Given records:
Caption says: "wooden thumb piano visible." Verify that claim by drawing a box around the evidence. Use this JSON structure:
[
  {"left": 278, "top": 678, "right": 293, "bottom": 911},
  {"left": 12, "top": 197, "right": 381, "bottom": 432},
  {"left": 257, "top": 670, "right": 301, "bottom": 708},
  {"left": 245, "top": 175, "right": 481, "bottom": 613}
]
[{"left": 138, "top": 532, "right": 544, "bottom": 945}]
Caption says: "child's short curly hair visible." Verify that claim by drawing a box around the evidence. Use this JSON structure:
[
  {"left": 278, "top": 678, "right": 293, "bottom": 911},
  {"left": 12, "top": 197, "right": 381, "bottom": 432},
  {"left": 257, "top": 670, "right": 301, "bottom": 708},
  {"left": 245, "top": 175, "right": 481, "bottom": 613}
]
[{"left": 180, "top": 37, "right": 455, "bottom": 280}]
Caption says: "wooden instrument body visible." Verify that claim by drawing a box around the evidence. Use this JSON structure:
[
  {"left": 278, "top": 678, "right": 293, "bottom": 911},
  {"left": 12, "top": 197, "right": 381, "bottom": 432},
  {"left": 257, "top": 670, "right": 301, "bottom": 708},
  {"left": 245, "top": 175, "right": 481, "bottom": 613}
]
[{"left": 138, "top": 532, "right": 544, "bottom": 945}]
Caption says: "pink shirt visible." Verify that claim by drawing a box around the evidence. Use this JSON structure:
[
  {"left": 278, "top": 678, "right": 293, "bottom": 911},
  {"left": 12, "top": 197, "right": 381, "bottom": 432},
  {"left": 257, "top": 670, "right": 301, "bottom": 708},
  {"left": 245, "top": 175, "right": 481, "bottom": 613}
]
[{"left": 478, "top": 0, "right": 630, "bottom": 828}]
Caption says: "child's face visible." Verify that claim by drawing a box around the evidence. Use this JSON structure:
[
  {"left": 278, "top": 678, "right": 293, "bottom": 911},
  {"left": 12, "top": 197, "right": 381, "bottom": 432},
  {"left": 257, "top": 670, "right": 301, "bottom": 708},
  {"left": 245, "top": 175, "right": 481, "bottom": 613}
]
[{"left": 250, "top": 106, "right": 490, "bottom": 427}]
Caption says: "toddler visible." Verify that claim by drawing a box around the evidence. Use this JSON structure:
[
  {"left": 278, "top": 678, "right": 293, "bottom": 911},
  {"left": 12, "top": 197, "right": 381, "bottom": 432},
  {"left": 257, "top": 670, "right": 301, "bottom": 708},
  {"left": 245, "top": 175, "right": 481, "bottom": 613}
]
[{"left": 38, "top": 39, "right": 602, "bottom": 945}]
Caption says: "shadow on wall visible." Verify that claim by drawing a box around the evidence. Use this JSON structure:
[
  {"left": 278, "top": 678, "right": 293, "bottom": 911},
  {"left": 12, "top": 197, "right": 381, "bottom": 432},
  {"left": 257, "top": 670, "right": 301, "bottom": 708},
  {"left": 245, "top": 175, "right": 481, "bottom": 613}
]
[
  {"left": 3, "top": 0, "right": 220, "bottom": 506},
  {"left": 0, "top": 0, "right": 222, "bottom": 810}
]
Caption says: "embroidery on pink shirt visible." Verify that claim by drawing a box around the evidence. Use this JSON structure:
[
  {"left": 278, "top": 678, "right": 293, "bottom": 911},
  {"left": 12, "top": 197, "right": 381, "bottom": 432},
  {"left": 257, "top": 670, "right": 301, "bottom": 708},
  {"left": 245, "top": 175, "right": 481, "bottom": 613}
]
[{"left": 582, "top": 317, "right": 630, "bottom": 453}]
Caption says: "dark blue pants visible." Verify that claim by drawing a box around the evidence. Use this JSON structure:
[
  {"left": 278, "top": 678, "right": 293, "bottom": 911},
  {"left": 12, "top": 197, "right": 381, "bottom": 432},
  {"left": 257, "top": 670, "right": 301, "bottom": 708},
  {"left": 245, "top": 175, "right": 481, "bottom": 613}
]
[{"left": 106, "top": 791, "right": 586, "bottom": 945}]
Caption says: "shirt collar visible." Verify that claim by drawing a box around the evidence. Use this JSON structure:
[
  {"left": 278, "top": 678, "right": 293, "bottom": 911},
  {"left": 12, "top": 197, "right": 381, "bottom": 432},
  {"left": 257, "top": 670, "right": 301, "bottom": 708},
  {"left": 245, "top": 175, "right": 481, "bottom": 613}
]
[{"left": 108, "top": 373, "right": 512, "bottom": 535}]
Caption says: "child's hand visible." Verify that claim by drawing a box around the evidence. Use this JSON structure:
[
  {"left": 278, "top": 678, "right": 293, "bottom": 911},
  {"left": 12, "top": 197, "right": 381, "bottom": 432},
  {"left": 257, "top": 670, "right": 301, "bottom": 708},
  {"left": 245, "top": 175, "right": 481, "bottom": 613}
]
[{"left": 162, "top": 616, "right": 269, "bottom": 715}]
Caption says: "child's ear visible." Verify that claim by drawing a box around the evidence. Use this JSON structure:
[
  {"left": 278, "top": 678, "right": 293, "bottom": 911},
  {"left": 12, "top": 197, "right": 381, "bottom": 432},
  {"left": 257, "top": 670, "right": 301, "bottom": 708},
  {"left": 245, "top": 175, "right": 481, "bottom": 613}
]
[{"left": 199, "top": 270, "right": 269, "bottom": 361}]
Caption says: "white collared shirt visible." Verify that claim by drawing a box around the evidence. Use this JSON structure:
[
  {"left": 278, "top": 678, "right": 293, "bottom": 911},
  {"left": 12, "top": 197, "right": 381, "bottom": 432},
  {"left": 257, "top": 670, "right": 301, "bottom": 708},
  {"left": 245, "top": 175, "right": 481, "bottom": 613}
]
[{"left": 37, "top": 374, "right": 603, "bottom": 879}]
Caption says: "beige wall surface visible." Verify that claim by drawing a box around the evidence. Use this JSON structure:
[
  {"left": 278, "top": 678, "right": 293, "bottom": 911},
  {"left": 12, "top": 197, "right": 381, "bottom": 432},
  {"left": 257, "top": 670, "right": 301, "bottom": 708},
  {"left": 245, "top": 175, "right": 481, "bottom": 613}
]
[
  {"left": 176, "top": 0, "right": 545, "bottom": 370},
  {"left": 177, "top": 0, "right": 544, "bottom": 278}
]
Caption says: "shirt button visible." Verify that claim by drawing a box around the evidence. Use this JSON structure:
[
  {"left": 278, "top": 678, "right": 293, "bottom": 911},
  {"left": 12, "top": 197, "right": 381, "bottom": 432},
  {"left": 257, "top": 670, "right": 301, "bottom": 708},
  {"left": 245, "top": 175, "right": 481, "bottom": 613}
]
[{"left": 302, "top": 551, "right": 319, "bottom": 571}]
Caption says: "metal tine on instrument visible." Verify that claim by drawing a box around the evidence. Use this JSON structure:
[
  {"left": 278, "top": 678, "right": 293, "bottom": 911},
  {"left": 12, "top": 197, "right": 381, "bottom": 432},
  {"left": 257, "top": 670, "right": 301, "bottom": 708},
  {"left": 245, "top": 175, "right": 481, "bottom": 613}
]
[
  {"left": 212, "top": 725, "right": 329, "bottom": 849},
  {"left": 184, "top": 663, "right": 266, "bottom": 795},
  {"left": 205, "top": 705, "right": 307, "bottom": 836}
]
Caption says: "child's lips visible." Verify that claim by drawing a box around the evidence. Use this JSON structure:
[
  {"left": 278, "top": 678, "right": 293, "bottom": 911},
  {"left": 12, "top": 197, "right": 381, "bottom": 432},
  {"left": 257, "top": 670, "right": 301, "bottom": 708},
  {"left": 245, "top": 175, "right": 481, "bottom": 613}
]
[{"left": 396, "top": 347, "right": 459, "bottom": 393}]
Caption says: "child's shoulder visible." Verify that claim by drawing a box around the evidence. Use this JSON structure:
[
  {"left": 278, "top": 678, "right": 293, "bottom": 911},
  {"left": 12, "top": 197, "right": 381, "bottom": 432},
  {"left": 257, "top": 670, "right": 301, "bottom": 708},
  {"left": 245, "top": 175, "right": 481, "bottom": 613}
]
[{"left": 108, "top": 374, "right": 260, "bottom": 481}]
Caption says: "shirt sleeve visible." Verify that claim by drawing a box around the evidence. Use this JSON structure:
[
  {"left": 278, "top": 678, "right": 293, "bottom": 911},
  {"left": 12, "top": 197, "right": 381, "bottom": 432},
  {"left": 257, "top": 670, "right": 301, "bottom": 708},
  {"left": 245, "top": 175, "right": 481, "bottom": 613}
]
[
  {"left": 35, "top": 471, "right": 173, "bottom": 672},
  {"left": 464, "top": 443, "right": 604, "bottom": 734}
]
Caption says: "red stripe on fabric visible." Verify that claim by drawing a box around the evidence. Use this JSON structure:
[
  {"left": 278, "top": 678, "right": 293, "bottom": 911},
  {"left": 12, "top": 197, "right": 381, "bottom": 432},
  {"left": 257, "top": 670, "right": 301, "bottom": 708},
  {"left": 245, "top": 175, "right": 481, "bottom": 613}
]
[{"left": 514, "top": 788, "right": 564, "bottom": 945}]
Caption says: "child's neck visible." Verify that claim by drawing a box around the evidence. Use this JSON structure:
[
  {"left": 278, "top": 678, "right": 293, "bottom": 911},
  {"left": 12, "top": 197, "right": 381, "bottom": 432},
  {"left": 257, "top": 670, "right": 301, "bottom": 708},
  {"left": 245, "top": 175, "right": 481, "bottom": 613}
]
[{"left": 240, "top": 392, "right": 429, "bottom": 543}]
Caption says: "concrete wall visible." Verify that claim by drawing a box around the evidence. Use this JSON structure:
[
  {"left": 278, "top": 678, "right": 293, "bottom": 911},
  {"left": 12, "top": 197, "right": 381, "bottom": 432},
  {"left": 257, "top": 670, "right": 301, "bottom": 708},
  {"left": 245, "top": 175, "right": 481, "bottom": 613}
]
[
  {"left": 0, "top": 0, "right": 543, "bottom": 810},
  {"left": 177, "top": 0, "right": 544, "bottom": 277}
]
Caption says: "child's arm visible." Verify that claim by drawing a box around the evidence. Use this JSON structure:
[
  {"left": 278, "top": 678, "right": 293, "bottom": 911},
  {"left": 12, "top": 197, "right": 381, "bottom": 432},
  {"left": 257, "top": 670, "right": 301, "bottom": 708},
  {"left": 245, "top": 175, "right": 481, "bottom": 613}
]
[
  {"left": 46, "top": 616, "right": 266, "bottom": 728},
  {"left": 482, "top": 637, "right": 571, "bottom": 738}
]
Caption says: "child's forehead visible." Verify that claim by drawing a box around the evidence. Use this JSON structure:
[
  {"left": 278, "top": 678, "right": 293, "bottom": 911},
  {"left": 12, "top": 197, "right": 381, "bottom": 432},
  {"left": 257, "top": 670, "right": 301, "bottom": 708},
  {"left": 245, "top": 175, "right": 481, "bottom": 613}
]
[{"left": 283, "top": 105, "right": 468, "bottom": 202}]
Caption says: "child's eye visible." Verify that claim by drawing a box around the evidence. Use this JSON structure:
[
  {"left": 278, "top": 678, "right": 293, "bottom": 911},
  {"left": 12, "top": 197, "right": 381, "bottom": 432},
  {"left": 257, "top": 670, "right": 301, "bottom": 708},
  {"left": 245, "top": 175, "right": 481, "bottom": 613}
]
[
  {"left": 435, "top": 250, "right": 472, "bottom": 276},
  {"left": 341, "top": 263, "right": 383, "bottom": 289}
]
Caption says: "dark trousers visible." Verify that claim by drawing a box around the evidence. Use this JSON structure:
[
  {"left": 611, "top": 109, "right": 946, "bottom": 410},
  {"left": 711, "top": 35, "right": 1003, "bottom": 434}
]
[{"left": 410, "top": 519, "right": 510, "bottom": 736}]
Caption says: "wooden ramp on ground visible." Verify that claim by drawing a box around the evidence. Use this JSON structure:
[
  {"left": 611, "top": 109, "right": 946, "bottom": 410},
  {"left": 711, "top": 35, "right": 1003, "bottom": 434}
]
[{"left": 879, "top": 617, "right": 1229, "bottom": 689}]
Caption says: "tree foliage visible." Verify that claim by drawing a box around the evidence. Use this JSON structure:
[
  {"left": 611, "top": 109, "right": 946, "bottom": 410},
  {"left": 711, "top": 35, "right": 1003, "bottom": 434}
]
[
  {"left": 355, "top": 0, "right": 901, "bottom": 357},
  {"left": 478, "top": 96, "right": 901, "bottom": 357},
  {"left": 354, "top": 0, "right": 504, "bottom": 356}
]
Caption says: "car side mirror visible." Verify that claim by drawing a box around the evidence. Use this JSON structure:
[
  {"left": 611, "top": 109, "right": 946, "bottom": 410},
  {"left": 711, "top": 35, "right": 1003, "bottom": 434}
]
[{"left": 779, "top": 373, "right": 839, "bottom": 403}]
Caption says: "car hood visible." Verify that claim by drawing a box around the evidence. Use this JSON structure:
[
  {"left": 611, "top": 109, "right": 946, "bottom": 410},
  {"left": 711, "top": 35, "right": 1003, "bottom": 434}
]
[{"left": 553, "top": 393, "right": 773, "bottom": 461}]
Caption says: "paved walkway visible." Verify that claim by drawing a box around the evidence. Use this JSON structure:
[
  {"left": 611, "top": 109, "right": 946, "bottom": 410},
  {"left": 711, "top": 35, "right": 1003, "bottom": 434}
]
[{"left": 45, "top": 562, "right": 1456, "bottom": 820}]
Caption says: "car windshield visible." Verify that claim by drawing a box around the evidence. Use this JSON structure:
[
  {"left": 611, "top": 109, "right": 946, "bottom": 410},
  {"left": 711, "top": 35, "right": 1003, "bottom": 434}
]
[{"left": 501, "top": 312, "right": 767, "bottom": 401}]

Your objective:
Tally how many lines of the records contain the word "instrument". Reply with the number alone.

Final answer:
2